┌─ Page text
William Tate

Personal information
- Nationality: Northern Irish
- Born: 7 January 1918 Belfast, Northern Ireland
- Died: 5 March 1977 (aged 59) Forster Green Hospital, Belfast

Sport
- Sport: Lawn bowls
- Club: Bangor BC

Medal record
Representing Northern Ireland
Commonwealth Games
| Bronze medal – third place | 1970 Edinburgh | fours |
British Isles Championships
| Gold medal – first place | 1964 | singles |

= William Tate (bowls) =

Northern Irish international lawn bowler

William "Billy" Tate (7 January 1918 – 5 March 1977) was an international lawn bowler from Northern Ireland.

== Bowls career ==
Tate won a bronze medal in the fours, at the 1970 British Commonwealth Games in Edinburgh; alongside John Higgins, Harold Stevenson and Edward Gordon. Four years later, he represented Northern Ireland for a second successive Commonwealth Games in 1974.
└─
┌─ Record set
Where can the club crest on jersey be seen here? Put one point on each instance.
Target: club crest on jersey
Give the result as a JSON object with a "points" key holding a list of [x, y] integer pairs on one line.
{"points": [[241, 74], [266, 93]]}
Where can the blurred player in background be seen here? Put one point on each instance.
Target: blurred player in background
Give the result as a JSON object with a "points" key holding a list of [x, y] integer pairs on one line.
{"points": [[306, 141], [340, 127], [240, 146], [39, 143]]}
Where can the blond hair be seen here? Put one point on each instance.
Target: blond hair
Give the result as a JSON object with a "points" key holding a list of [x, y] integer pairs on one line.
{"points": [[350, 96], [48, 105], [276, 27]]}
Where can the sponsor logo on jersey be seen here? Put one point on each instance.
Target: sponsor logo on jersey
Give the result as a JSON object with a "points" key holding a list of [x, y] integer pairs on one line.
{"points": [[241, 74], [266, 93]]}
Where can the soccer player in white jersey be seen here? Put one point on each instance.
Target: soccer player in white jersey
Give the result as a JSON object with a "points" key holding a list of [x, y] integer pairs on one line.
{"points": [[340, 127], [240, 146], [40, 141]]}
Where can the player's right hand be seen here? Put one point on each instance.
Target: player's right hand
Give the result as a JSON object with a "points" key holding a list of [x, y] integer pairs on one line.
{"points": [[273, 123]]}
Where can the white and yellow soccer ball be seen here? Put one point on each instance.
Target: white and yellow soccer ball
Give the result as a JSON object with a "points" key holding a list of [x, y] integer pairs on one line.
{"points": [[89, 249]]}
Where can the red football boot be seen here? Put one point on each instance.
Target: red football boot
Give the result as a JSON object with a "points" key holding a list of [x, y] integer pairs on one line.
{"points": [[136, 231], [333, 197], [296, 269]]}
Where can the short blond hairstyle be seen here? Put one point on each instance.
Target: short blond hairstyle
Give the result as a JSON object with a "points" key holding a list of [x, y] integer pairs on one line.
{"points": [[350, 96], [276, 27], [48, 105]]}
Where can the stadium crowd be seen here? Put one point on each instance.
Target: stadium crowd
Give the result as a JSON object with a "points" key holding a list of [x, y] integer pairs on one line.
└─
» **Work instruction 1**
Using the William Tate article, answer the following:
(a) At which hospital did Tate die?
(b) Which club is listed for him?
(c) In what year and in which event did he take gold at the British Isles Championships?
» **Work instruction 2**
Continue the article on the lawn bowler William Tate from its final sentence.

» **Exercise response 1**
(a) Forster Green Hospital, Belfast
(b) Bangor BC
(c) 1964, singles

» **Exercise response 2**
He was also part of the fours team that missed out on a medal at the 1972 World Outdoor Bowls Championship, when a combined Ireland team finished in fourth place in the fours competition. He represented the Northern Irish team at the 1974 British Commonwealth Games in Christchurch, New Zealand, where he competed in the pairs event, with Billy Pimley.

He won the 1963 Irish National Bowls Championships singles and won the singles at the British Isles Bowls Championships in 1964.